* [TASK PROMPT] Report each line in the listing below that contains the string "white", copying every such line in full.

· · · · · · ·

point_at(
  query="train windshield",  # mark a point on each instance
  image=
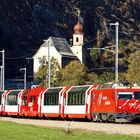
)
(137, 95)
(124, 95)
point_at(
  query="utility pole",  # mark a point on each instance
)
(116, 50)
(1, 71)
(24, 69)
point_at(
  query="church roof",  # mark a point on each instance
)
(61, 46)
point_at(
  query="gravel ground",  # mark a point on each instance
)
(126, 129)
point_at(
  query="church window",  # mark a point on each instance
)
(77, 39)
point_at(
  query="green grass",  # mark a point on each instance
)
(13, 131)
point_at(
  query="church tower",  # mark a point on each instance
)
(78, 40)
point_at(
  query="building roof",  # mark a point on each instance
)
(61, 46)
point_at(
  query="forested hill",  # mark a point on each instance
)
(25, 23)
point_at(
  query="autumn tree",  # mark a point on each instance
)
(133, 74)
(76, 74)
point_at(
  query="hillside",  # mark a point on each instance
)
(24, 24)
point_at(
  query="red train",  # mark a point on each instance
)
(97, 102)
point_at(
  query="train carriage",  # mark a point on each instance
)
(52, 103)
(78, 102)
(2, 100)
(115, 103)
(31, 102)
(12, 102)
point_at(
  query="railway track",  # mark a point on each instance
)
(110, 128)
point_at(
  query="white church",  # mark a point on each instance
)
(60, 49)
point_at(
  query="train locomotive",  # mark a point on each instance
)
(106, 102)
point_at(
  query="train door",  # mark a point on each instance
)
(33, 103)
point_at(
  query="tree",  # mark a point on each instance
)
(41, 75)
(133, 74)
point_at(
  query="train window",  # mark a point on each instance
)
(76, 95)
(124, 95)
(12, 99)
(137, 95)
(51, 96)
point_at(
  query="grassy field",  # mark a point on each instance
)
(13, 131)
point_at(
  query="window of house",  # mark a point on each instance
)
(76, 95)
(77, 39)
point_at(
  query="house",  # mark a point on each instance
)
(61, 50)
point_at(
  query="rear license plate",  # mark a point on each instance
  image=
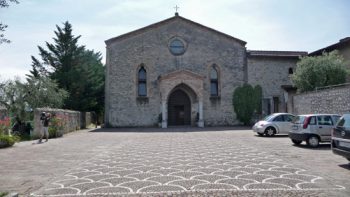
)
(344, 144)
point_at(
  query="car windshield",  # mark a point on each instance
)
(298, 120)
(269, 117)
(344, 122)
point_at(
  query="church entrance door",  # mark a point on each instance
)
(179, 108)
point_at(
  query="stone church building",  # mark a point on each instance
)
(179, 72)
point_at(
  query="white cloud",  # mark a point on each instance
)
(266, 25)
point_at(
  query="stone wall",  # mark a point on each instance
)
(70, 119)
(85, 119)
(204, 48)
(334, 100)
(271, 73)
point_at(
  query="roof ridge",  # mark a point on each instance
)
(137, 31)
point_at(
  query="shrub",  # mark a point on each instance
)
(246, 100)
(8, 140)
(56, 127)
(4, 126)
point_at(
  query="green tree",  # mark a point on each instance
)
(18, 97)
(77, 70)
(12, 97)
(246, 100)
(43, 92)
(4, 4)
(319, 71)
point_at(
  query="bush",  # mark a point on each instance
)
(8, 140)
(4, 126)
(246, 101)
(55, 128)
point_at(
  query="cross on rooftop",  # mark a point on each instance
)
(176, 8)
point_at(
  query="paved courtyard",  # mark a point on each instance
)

· · · · · · ·

* [CORRECT ANSWER]
  query="white church",  # mark a point on each instance
  query="white cloud",  # mark a point on each instance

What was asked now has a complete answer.